## SUPPLIED TEXT
<<<<
Naturally, my students were on to this before I was, and they were delighted to have such a notorious and powerful professor. So, in a way, was I delighted. It was funny, just because it was so preposterous. The diagrams hinged on crazy connections, and the blogs were riddled with errors.Piven conspiracy theories

But there is also something serious going on here. There are lots of Americans who are ready to believe this and similar stories that single out particular people or groups, and make those real and palpable persons the villains in a narrative that explains vast political, cultural and economic changes in American society. What isn’t funny is that a lot of people discomfited by these changes — by changing family and sexual mores, by deindustrialization, by an African-American president — find the narrative convincing.

The story that Glenn Beck and others tell begins oddly enough with an article that Richard and I published in The Nation in 1966 with the title “A Strategy to End Poverty.” The article proposed a campaign to enroll eligible people in the welfare program. We knew from our work with Mobilization for Youth on the Lower East Side in New York City that the welfare department was turning many eligible people away, sometimes giving them bus tickets to go back south instead of processing their applications for benefits. We also learned from our research that this was a widespread practice, with the consequence that less than half of those who were eligible for welfare benefits were actually receiving them. So we tried to think through the consequences of a campaign for full coverage, including the fiscal and political troubles it would cause in the cities, and the policy responses of a Democratic federal government that depended on its big city base, including the increasingly militant poor minorities. We thought there was a good chance that such a welfare “crisis” in the cities would prompt a Democratic administration to intervene, federalizing the program to relieve fiscal pressures, and improving it to satisfy the minority poor. (In fact some of the categorical assistance programs were federalized with the creation of the Supplemental Security Income program in 1974.) Moreover, we could see no downside to the strategy because along the way desperately poor people got welfare, food stamps and Medicaid benefits. Of course, this was a considerably more modest strategy, and a strategy for reform rather than revolution, than Glenn Beck and his ilk perceive

Lest readers simply dismiss this sort of thing with a chuckle, I want to emphasize that slander campaigns of this sort can have serious consequences, and I don’t mean personal consequences for me. Of course, misleading people is of itself serious. But ACORN, the largest and most effective organization of poor and minority people in the country, was destroyed by this sort of campaign. One of the things that ACORN did was to register poor people to vote. A massive voter registration effort by ACORN in 2005 in the state of Florida succeeded in winning a big hike in the state minimum wage. That victory sparked a relentless series of attacks on ACORN as a criminal conspiracy to fraudulently register voters, attacks that were mindlessly echoed by the mainstream media, with the result that ACORN’s funding dried up.

I think the impulse to dismiss lunatic charges by the right in the hopes they will go away is a mistake. They aren’t going away because the attacks are effective. What we should do instead of ducking is rally to the defense of the individuals and groups that are under assault, and we should do that aggressively, proudly, even joyfully because we are standing with what is best in American politics, and especially with the social movements from below that have sometimes humanized our society. That is what drives the right crazy, and it is also what should make us proud.

Frances Fox Piven is a distinguished Professor of Political Science and Sociology at The Graduate Center, City University of New York, and the author of Challenging Authority: How Ordinary People Change America.
>>>>
## ACTION ITEM
Write out everything from "I think the" down to "People Change America." in the essay on conspiracy attacks, changing "joyfully" to "cheerfully". The lines that come next are from a different source.

## DATA
<<<<
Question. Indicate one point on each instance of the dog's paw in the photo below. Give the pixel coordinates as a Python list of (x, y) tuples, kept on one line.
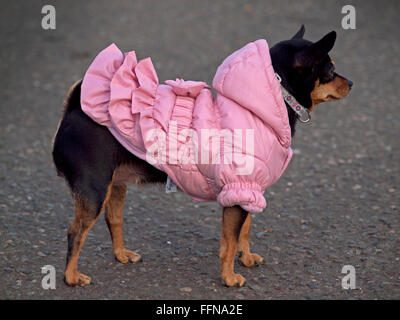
>>>>
## TASK RESPONSE
I think the impulse to dismiss lunatic charges by the right in the hopes they will go away is a mistake. They aren’t going away because the attacks are effective. What we should do instead of ducking is rally to the defense of the individuals and groups that are under assault, and we should do that aggressively, proudly, even cheerfully because we are standing with what is best in American politics, and especially with the social movements from below that have sometimes humanized our society. That is what drives the right crazy, and it is also what should make us proud.

Frances Fox Piven is a distinguished Professor of Political Science and Sociology at The Graduate Center, City University of New York, and the author of Challenging Authority: How Ordinary People Change America.